■ **Supplied passage**:
☆ ☆ ☆ ☆ ☆
Memory Bandwidth: Memory bandwidth is the maximum amount of information (measured in megabytes per second) that can be moved across the external memory interface in a second. The number is calculated by multiplying the card's interface width by its memory clock speed. If it uses DDR RAM, it must be multiplied by 2 once again. If it uses DDR5, multiply by 4 instead. The higher the memory bandwidth, the better the card will be in general. It especially helps with AA, High Dynamic Range and high resolutions.

Texel Rate: Texel rate is the maximum number of texture map elements (texels) that can be processed per second. This number is worked out by multiplying the total number of texture units of the card by the core clock speed of the chip. The better the texel rate, the better the card will be at texture filtering (anisotropic filtering - AF). It is measured in millions of texels applied in one second.
☆ ☆ ☆ ☆ ☆
■ **Information supplied**:
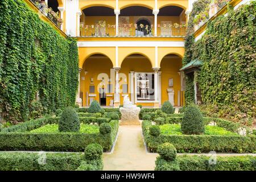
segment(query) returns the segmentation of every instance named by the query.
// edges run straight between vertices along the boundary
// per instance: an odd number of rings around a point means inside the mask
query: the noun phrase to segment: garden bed
[[[204,155],[179,155],[175,162],[158,157],[156,171],[255,171],[256,156],[217,156],[216,163],[210,156]]]
[[[89,144],[98,143],[102,146],[104,151],[109,151],[119,127],[119,121],[113,120],[109,122],[111,133],[106,134],[92,133],[88,130],[82,132],[82,132],[57,132],[56,124],[59,119],[58,117],[38,119],[2,129],[0,132],[0,150],[80,152]],[[49,126],[46,126],[47,125],[51,126],[49,131],[47,131]]]
[[[151,126],[151,121],[143,121],[142,122],[144,139],[150,152],[155,152],[159,144],[169,142],[172,143],[180,153],[209,152],[210,151],[219,152],[256,152],[255,135],[243,136],[234,133],[231,135],[230,133],[228,135],[180,135],[176,133],[173,135],[160,134],[156,136],[150,134],[149,129]],[[226,129],[226,130],[229,130]]]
☆ ☆ ☆ ☆ ☆
■ **Given exercise 1**: In the graphics card passage, reproduce the stretch from "Texel Rate: Texel" through "in one second.", substituting "processor" for "chip".
■ **Given exercise 2**:
Answer these questions about the graphics card passage:
(a) In what unit is memory bandwidth measured?
(b) For a card with DDR5, by what number should the product of interface width and memory clock speed be multiplied?
(c) According to the passage, what kind of task does a better texel rate make the card better at?
■ **Given exercise 3**: Write the next part of the graphics card passage, picking up after its final sentence.
The rows were taken from a different source than the graphics card passage.

■ **Task response 1**:
Texel Rate: Texel rate is the maximum number of texture map elements (texels) that can be processed per second. This number is worked out by multiplying the total number of texture units of the card by the core clock speed of the processor. The better the texel rate, the better the card will be at texture filtering (anisotropic filtering - AF). It is measured in millions of texels applied in one second.

■ **Task response 2**:
(a) Megabytes per second.
(b) By 4.
(c) Texture filtering (anisotropic filtering, or AF).

■ **Task response 3**:
Pixel Rate: Pixel rate is the maximum amount of pixels that the graphics card could possibly write to its local memory in one second - measured in millions of pixels per second. Pixel rate is calculated by multiplying the amount of colour ROPs by the the core speed of the card. ROPs (Raster Operations Pipelines - sometimes also referred to as Render Output Units) are responsible for outputting the pixels (image) to the screen. The actual pixel output rate also depends on quite a few other factors, most notably the memory bandwidth - the lower the memory bandwidth is, the lower the ability to get to the maximum fill rate.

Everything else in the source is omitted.